» **PROVIDED RECORDS**:

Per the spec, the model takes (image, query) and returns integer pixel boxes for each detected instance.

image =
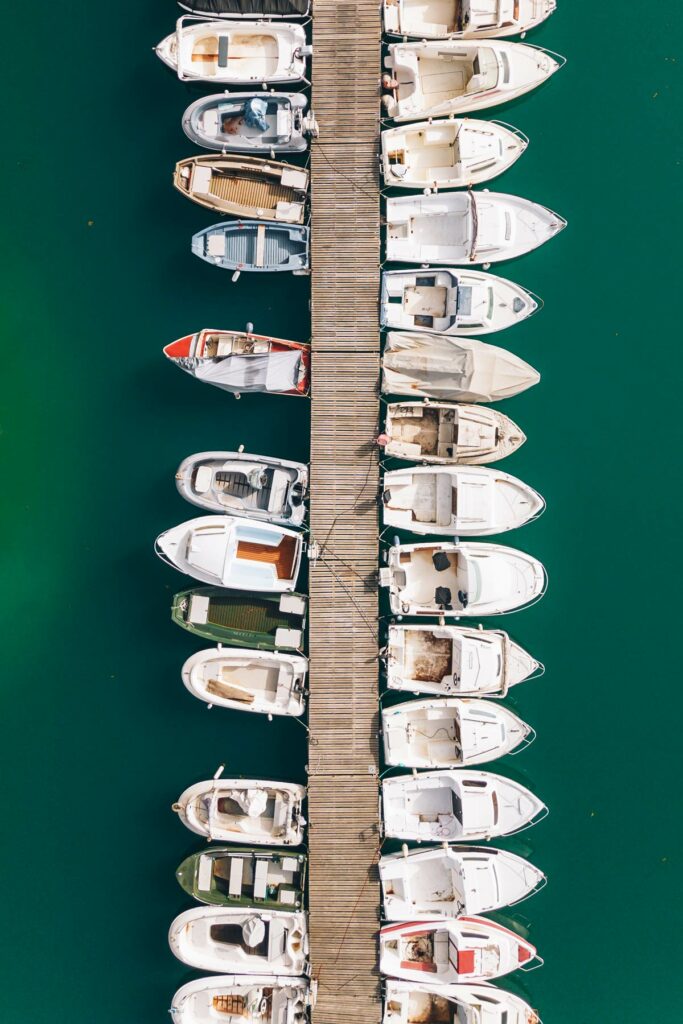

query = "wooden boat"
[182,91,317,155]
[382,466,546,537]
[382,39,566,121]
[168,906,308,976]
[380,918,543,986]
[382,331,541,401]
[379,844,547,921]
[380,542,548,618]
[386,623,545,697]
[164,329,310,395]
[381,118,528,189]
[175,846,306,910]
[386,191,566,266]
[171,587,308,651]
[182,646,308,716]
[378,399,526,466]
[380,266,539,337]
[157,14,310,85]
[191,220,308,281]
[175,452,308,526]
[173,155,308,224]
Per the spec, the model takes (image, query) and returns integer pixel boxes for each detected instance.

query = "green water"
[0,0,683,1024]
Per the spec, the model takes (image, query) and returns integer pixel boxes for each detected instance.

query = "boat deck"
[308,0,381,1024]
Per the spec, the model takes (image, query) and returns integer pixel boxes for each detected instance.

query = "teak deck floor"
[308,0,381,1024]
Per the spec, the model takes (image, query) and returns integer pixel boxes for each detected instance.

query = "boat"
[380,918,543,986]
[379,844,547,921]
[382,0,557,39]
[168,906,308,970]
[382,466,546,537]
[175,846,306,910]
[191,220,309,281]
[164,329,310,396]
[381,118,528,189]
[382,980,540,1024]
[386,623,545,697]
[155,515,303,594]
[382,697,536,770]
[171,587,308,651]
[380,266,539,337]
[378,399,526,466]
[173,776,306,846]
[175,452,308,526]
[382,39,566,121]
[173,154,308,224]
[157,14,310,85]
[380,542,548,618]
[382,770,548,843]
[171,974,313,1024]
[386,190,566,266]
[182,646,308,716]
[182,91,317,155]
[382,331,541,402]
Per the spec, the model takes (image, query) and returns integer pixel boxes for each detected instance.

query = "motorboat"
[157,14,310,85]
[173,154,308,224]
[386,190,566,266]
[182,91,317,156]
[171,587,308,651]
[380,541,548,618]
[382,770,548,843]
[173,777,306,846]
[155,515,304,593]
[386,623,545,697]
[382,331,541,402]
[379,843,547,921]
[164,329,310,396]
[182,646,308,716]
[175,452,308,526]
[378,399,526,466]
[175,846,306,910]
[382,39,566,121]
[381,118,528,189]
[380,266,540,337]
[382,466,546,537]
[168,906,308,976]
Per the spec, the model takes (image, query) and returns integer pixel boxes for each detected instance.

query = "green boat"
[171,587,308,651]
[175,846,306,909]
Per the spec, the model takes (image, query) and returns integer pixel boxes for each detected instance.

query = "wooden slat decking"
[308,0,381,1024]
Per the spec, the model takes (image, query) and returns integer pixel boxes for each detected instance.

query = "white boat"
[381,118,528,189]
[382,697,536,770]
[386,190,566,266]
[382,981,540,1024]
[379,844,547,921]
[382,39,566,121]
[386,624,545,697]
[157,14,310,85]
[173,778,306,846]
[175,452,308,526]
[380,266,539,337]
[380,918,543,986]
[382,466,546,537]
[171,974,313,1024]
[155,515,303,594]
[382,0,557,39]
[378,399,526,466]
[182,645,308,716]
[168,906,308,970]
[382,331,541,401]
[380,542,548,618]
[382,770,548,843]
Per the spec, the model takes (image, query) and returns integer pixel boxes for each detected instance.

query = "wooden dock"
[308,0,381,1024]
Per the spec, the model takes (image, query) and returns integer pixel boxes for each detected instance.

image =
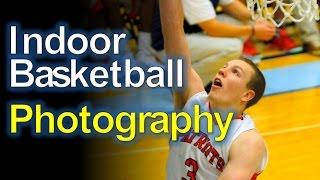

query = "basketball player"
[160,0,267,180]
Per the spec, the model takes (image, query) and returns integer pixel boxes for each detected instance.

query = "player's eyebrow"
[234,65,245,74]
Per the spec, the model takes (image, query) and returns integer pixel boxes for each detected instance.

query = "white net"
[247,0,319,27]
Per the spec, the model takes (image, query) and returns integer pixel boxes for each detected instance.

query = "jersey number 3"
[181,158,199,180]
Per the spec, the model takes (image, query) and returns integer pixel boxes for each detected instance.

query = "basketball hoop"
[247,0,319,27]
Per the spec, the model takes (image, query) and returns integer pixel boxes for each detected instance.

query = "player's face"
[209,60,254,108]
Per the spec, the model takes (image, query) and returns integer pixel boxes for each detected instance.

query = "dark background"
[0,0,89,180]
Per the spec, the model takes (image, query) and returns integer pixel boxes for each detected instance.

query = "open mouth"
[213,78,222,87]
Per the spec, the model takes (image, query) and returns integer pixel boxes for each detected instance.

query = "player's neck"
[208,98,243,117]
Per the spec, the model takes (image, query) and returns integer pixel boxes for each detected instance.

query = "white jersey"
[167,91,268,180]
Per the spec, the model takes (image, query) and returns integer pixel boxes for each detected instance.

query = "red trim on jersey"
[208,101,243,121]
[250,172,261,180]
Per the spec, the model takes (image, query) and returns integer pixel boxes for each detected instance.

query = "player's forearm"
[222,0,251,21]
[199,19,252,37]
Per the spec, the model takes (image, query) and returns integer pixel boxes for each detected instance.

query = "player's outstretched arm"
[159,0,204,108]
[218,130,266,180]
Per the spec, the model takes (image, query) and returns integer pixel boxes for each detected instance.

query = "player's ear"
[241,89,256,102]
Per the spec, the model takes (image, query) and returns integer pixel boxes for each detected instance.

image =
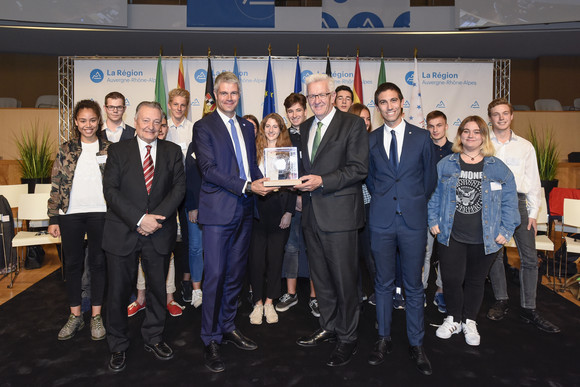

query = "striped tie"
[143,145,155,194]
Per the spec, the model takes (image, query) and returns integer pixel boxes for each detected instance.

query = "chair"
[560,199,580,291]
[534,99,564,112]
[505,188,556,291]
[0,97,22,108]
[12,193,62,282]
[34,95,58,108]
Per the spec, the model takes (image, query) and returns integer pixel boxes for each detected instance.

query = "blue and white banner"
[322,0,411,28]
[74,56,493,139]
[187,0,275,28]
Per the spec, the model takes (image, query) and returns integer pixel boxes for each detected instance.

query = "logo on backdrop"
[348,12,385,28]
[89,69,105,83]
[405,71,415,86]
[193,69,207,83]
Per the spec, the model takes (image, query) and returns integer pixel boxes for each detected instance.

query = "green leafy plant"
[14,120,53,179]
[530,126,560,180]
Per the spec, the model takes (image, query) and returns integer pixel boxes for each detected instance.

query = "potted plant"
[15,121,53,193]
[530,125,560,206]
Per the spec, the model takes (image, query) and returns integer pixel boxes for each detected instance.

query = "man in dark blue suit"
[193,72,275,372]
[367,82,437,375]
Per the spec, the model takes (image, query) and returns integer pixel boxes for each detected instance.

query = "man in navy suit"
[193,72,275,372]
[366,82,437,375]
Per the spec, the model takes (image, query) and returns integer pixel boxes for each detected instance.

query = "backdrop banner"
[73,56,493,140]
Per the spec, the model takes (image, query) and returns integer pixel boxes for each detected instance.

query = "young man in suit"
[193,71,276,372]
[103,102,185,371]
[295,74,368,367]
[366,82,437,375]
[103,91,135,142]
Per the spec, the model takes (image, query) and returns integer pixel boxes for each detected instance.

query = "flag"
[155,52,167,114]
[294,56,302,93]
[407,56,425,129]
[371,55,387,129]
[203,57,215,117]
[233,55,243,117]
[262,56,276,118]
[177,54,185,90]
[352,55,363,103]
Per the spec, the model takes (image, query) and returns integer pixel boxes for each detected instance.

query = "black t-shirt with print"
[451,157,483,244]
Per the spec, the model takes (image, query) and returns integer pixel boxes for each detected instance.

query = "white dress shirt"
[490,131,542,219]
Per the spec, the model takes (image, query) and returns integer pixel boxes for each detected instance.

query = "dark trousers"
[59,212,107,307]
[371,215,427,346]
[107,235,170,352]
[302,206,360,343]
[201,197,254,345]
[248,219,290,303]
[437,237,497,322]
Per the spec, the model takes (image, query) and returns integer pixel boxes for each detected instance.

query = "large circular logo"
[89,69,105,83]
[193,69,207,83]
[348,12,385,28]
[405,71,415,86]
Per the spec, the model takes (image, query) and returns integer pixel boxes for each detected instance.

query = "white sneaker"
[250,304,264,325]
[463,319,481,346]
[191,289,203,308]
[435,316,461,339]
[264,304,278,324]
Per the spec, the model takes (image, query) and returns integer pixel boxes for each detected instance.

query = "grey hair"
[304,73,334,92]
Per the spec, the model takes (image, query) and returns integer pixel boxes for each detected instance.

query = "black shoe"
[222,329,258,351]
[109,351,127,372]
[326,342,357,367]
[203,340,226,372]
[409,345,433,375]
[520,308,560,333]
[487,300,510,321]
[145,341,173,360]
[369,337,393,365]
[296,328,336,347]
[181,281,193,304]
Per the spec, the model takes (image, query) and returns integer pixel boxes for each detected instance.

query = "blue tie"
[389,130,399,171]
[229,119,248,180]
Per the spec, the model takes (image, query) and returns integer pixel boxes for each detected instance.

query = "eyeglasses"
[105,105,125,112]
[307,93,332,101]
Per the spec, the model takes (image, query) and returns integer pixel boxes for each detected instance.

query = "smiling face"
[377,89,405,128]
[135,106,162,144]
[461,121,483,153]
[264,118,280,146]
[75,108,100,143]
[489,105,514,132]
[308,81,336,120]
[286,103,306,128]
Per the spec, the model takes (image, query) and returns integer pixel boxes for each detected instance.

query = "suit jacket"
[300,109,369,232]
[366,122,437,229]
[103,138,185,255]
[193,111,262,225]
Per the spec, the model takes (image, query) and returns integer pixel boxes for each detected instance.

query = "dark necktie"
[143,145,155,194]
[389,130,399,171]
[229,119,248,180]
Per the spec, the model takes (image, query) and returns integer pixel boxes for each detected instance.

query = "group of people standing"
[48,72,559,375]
--
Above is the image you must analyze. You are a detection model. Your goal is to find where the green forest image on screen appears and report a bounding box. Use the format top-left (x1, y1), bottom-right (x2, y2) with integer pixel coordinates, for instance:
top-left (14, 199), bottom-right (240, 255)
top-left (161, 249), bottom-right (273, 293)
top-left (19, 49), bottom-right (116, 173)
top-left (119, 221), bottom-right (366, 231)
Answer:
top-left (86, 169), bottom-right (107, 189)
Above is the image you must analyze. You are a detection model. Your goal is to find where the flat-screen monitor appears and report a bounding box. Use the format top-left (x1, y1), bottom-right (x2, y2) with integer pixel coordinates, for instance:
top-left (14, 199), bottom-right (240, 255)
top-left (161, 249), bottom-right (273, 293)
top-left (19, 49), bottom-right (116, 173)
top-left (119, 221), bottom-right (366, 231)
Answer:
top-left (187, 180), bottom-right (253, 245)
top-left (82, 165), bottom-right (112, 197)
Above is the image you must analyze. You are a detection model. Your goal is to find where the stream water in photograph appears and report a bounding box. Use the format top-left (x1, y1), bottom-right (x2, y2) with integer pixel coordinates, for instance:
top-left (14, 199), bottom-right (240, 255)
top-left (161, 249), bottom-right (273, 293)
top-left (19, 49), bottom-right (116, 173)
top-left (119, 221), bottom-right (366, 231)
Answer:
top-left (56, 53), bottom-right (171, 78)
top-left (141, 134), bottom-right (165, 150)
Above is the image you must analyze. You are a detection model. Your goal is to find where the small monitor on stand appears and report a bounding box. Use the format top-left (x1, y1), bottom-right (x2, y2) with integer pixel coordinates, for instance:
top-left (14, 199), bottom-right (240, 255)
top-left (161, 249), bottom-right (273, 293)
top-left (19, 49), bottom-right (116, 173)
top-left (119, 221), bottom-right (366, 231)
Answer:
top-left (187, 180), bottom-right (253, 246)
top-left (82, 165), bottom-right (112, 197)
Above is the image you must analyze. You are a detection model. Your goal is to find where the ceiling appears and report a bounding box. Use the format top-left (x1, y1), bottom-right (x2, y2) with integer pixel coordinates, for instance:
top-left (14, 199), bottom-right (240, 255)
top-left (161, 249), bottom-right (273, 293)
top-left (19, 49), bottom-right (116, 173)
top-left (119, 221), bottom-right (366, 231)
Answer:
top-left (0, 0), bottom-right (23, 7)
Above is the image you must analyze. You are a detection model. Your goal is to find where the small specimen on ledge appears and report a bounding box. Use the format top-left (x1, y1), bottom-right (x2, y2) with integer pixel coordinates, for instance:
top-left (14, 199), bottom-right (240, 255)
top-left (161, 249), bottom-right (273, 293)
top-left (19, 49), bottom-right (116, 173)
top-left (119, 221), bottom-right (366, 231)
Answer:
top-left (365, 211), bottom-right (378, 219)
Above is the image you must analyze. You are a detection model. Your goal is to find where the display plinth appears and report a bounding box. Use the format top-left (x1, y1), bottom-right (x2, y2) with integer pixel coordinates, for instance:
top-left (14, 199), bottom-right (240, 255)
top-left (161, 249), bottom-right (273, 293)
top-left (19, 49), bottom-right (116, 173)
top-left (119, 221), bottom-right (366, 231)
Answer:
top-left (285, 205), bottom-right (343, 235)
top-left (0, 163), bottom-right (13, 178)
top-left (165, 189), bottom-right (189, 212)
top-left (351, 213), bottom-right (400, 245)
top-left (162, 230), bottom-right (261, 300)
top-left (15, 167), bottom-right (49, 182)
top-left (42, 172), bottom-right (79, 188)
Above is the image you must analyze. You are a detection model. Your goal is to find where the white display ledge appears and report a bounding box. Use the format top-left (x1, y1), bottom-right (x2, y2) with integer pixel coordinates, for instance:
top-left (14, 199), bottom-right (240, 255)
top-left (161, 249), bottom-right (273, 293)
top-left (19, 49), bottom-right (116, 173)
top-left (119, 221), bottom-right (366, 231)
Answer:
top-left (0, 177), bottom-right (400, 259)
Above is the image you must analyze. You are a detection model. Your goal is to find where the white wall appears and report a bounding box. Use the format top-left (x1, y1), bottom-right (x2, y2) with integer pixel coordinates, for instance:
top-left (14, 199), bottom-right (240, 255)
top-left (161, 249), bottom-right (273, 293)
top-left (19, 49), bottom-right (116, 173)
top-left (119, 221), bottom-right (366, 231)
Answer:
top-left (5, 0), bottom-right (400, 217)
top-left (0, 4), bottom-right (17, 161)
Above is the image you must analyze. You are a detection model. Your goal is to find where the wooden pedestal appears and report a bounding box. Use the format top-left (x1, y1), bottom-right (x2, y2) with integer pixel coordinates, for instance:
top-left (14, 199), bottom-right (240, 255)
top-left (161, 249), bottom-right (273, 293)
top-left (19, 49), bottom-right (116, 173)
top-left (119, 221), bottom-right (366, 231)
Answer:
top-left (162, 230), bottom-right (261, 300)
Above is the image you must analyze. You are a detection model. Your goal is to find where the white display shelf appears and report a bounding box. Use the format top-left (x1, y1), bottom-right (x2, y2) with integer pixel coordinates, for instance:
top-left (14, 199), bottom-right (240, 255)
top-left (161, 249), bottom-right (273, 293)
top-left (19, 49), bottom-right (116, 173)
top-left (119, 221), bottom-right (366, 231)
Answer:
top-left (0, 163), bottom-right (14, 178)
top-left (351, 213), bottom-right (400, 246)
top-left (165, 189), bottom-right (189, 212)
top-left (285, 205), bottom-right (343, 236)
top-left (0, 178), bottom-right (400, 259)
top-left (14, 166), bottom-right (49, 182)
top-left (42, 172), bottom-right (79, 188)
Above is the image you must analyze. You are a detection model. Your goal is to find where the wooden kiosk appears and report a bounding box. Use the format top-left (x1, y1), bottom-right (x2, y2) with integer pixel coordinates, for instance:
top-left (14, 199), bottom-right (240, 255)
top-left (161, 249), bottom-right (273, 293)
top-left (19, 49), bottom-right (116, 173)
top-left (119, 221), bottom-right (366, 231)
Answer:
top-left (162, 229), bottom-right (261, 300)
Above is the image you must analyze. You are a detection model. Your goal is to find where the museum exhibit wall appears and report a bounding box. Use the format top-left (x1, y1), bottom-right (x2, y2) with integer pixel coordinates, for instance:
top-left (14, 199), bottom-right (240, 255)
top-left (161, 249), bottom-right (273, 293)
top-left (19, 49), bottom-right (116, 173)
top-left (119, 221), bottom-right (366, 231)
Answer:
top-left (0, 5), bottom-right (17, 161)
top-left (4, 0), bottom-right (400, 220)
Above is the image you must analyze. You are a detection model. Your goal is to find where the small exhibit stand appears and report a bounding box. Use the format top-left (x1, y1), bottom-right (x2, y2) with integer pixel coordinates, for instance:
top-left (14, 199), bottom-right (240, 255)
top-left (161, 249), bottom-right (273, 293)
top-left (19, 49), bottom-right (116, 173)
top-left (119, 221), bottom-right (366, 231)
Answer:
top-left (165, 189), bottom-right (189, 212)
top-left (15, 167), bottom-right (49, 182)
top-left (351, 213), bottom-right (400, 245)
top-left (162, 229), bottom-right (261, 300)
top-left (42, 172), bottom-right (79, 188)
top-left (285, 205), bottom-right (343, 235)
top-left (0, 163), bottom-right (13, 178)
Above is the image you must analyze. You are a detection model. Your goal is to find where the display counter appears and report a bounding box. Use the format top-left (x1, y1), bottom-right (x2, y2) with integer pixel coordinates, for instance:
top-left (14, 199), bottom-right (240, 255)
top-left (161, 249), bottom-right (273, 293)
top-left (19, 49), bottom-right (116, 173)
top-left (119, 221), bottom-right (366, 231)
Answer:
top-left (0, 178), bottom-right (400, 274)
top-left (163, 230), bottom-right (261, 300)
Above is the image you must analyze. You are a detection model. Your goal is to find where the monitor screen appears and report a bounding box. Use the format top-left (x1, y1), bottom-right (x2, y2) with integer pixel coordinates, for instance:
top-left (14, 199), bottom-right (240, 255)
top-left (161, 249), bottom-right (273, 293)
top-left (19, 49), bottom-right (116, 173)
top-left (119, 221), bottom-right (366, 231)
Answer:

» **AIM**:
Return each line of the listing above that contains the word "wall".

» **EXERCISE RESPONSE**:
Above is the image you must analyze. You are a detection model. Your goal is to find where the white wall appears and report a bounding box. Use the format top-left (x1, y1), bottom-right (x2, y2) with integer pixel coordinates, for instance:
Above is the image you must analyze. You are a detection model. Your goal is to find where the museum exhibit wall appears and report a bounding box. Use the format top-left (x1, y1), bottom-right (x2, y2) with integer pixel coordinates, for instance:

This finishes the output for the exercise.